Tentatively, she contacted Dr. Sarah Elkin, a respiratory specialist at one of the country’s biggest public hospital networks, Imperial College NHS Trust. It turned out that Elkin and her team had been racking their brains, too, about how to treat these patients long term.
“With breathlessness, it can be really hard,” Elkin explained in an interview, noting how few treatments for COVID exist, and how poorly understood the illness’s aftereffects still were. “Once you’ve gone through the possibilities with drug treatments, you feel you don’t have a lot to give people.”
Elkin used to sing jazz herself; she felt that vocal training might help. “Why not?” she said.
Twelve patients were initially recruited. After a one-on-one consultation with a vocal specialist to discuss their experience of COVID-19, they took part in weekly group sessions, conducted online. Zumpe started with basics such as posture and breath control before guiding participants through short bursts of humming and singing, trying them out in the class and encouraging them to practice at home.
The aim was to encourage them to make the most of their lung capacity, which the illness had damaged, in some cases, but also to teach them to breathe calmly and handle anxiety — an issue for many people working through long COVID.

● **Work to complete**: Copy the passage on singing for long COVID patients word for word, from "Elkin used to" up to and including "through long COVID.".

● **Material supplied**:

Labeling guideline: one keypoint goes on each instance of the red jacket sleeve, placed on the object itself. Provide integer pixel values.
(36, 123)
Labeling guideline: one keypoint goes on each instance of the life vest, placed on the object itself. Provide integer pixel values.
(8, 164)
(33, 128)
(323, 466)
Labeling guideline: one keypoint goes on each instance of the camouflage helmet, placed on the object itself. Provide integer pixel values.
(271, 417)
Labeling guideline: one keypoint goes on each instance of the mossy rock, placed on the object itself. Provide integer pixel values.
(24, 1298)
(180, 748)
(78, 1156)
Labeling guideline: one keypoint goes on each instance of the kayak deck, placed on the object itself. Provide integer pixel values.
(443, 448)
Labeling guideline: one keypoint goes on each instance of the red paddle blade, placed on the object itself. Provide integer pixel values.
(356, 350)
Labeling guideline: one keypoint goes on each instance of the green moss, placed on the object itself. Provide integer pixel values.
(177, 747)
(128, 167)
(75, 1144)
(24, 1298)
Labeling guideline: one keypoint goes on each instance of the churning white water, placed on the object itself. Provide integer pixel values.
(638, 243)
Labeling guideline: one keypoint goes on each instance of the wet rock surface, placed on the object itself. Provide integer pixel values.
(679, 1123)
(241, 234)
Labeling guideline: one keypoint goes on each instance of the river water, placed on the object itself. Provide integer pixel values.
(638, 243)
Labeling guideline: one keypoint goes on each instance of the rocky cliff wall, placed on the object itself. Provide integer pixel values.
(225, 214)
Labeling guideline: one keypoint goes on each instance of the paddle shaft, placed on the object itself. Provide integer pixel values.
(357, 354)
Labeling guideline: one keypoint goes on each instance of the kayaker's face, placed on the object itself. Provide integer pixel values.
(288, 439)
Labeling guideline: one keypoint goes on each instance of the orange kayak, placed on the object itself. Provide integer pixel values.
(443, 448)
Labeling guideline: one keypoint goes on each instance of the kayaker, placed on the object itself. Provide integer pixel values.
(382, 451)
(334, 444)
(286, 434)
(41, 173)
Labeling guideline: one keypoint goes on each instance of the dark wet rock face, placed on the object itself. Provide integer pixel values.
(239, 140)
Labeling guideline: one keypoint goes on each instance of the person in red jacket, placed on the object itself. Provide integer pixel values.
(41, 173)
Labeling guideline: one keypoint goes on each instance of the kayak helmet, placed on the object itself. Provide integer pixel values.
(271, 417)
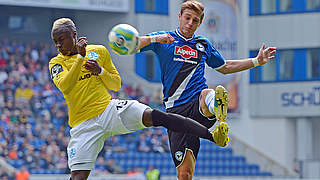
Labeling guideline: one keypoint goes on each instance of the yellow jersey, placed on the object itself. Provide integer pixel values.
(86, 93)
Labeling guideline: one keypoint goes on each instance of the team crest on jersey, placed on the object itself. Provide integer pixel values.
(178, 155)
(93, 55)
(186, 52)
(55, 70)
(200, 47)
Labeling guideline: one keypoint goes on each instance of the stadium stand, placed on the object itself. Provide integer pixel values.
(34, 130)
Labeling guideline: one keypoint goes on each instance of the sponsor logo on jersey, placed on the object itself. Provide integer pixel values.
(72, 153)
(55, 70)
(93, 55)
(179, 155)
(186, 52)
(87, 76)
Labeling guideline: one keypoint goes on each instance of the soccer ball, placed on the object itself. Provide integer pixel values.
(124, 39)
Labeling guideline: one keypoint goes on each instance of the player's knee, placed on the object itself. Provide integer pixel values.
(79, 175)
(185, 174)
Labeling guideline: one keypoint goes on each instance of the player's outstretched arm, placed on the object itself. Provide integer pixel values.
(264, 56)
(162, 38)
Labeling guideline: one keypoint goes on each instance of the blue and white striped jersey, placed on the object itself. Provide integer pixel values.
(182, 66)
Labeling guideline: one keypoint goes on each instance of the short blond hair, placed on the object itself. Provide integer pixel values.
(193, 5)
(64, 24)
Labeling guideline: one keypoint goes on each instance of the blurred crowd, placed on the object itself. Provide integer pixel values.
(34, 132)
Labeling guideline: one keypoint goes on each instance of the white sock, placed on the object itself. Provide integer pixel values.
(210, 100)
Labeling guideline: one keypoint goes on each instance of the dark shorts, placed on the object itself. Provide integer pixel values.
(179, 142)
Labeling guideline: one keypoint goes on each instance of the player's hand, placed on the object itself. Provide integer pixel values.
(165, 38)
(81, 46)
(266, 55)
(92, 66)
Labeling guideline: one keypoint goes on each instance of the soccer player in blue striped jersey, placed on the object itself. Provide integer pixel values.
(182, 56)
(84, 73)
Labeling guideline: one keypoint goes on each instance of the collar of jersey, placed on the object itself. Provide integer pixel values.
(181, 36)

● **Task output**:
Elkin used to sing jazz herself; she felt that vocal training might help. “Why not?” she said.
Twelve patients were initially recruited. After a one-on-one consultation with a vocal specialist to discuss their experience of COVID-19, they took part in weekly group sessions, conducted online. Zumpe started with basics such as posture and breath control before guiding participants through short bursts of humming and singing, trying them out in the class and encouraging them to practice at home.
The aim was to encourage them to make the most of their lung capacity, which the illness had damaged, in some cases, but also to teach them to breathe calmly and handle anxiety — an issue for many people working through long COVID.